* _Selected excerpt_
In 1967, Rice became director of cost analysis in the Office of the Secretary of Defense in Washington, D.C. Two years later, he was appointed as deputy assistant secretary of defense for resource analysis. He was responsible for cost analysis, manpower and logistics requirements, and budget planning for defense programs. From 1970 to 1972, he served as assistant director in the Office of Management and Budget. In this position, he managed Federal Government budget activities for agriculture, atomic energy, commerce, energy, environment, natural resources, public works, science and technology, space, and transportation.

In 1972, Rice became president and chief executive officer of RAND Corporation, an independent, nonprofit, public service think tank in Santa Monica, California. RAND conducts research and strategic analysis on national security and other public policy issues and offers a doctoral degree program in public policy analysis. During this time, Rice also was appointed by President Ford to serve as chairman of the National Commission on Supplies and Shortages, and by Presidents Nixon and Carter to two terms on the National Science Board. At the request of President Carter, he directed a comprehensive study of the resources management process within the United States Department of Defense.

He remained at RAND until May 1989 when President George H. W. Bush appointed him Secretary of the Air Force. As the Air Force Secretary, Rice reorganized the Air Force and reduced its budget. The first Gulf War, also known as "Desert Storm", was fought while he was secretary. Rice served for four years, from May 22, 1989, until he left the Department of the Air Force on January 20, 1993.

Rice has been president of the Institute of Management Sciences, a member of the American Association for the Advancement of Science, the American Economic Association, and a fellow of the National Academy of Public Administration. He was appointed by President Clinton to the United States Commission on National Strategy in the 21st Century.

He has contributed to McCain 2000, George W. Bush for President, Bush-Cheney '04, John McCain 2008, the National Republican Congressional Committee, and the National Republican Senatorial Committee.

Collected data entries:

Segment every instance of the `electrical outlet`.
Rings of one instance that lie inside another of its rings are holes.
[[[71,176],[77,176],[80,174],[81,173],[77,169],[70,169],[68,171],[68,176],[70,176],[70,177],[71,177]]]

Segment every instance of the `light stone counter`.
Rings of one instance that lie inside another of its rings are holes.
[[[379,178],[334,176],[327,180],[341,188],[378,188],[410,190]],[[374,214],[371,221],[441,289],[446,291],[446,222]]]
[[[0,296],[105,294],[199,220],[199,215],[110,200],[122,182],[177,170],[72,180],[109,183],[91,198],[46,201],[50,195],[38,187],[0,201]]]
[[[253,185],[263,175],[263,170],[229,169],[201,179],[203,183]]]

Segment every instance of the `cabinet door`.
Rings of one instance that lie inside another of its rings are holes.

...

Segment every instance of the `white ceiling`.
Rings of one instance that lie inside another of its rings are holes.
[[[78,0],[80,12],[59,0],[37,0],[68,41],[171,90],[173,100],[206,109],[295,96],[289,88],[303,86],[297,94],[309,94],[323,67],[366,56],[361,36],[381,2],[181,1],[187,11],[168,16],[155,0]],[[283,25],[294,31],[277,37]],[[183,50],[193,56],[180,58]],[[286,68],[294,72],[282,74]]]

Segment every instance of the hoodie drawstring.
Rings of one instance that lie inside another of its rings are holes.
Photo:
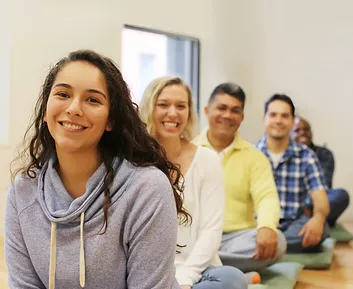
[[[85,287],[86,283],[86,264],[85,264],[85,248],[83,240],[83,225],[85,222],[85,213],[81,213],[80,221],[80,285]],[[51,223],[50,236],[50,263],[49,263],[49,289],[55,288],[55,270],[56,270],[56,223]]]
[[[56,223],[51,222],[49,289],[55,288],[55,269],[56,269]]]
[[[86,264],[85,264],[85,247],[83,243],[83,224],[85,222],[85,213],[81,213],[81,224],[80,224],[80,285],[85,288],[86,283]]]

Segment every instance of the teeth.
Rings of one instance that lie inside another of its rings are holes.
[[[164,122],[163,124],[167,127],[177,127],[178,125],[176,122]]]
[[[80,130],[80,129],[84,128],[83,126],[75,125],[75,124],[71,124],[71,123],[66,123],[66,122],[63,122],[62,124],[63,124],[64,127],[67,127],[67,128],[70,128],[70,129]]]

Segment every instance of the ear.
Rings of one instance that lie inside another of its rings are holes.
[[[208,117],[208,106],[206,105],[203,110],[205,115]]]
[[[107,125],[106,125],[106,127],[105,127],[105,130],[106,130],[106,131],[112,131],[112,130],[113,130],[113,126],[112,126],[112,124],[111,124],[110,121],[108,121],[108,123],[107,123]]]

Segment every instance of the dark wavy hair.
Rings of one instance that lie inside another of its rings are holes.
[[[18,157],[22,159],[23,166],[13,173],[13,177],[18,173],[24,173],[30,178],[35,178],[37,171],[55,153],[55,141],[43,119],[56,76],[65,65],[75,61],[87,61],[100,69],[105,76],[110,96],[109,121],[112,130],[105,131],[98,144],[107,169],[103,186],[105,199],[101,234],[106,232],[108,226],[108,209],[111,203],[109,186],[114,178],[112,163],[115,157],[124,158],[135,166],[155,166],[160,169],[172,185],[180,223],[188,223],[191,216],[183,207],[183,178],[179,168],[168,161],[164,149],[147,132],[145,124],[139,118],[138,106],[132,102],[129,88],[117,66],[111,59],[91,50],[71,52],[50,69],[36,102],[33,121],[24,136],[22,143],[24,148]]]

* _Aim of the task_
Copy the whole passage about Rice's career word for word. You won't need the items for this.

* _Answer box_
In 1967, Rice became director of cost analysis in the Office of the Secretary of Defense in Washington, D.C. Two years later, he was appointed as deputy assistant secretary of defense for resource analysis. He was responsible for cost analysis, manpower and logistics requirements, and budget planning for defense programs. From 1970 to 1972, he served as assistant director in the Office of Management and Budget. In this position, he managed Federal Government budget activities for agriculture, atomic energy, commerce, energy, environment, natural resources, public works, science and technology, space, and transportation.

In 1972, Rice became president and chief executive officer of RAND Corporation, an independent, nonprofit, public service think tank in Santa Monica, California. RAND conducts research and strategic analysis on national security and other public policy issues and offers a doctoral degree program in public policy analysis. During this time, Rice also was appointed by President Ford to serve as chairman of the National Commission on Supplies and Shortages, and by Presidents Nixon and Carter to two terms on the National Science Board. At the request of President Carter, he directed a comprehensive study of the resources management process within the United States Department of Defense.

He remained at RAND until May 1989 when President George H. W. Bush appointed him Secretary of the Air Force. As the Air Force Secretary, Rice reorganized the Air Force and reduced its budget. The first Gulf War, also known as "Desert Storm", was fought while he was secretary. Rice served for four years, from May 22, 1989, until he left the Department of the Air Force on January 20, 1993.

Rice has been president of the Institute of Management Sciences, a member of the American Association for the Advancement of Science, the American Economic Association, and a fellow of the National Academy of Public Administration. He was appointed by President Clinton to the United States Commission on National Strategy in the 21st Century.

He has contributed to McCain 2000, George W. Bush for President, Bush-Cheney '04, John McCain 2008, the National Republican Congressional Committee, and the National Republican Senatorial Committee.